**STUDY TEXT**
Filipino group urges Canada officials to avoid racism in pandemic
RED DEER, Alberta – A scathing “wake-up call” issued by the province’s premier to South Asian community is having a ripple effect to other racialized communities, including Filipinos.
Alberta Premier Jason Kenney on November 25 made a “wake-up call” statement through Red 106.7 FM radio station in Calgary addressed to South Asian community in this city.
Kenney pointed to multigenerational households and cultural traditions such as big family gatherings as reasons for the much higher level of spread of Covid-19 in the community than other parts of the population.
This statement has drawn criticisms from communities of color, calling it “racist” and lacking insight into the kinds of jobs members of the South Asian community have outside of their homes, mainly in the service and health sectors.
Alberta Health continues to gather data to determine if there are links between race and ethnic backgrounds and Covid-19 infection in the province.
A preliminary result revealed by the premier’s issues manager on a Twitter post stated 20% of the total cases involved Albertans of South and East Asian descent.
Calgary-based Filipinos Rising for Inclusion and Equity to Nurture Democracy (FRIENDS) sided with the South Asian community in asking the premier to apologize for blaming the community for the spread of Covid-19.
“It is a disturbing trend for the province’s leadership to scapegoat racialized communities and deflect from own failure to stem the spread of the virus and mitigate the pandemic’s impact on the health and livelihoods of Albertans,” said the group in a statement.
Northeast Calgary is one of the most diverse communities in Calgary, according to city local and FRIENDS convenor Cesar Cala. “There is a sense of solidarity among its ethno-cultural communities. So, the Premier’s racist comments targeting South Asian Canadians also are felt by Filipinos and other racialized residents,” he said in an interview with INQUIRER.net.

**PROVIDED RECORDS**
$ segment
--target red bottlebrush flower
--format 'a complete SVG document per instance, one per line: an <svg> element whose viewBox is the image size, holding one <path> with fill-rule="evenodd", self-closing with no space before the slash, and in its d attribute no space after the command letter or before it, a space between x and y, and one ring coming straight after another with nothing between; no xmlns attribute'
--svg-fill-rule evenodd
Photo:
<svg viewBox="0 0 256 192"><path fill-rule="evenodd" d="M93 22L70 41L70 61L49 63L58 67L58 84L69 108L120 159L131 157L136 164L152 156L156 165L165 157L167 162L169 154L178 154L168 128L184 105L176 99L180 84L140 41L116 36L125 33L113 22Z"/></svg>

**REQUIRED WORK**
Copy the news article from "Filipino group urges" down to "communities, including Filipinos.", substituting "domino effect" for "ripple effect".

**RESULT OF THIS TASK**
Filipino group urges Canada officials to avoid racism in pandemic
RED DEER, Alberta – A scathing “wake-up call” issued by the province’s premier to South Asian community is having a domino effect to other racialized communities, including Filipinos.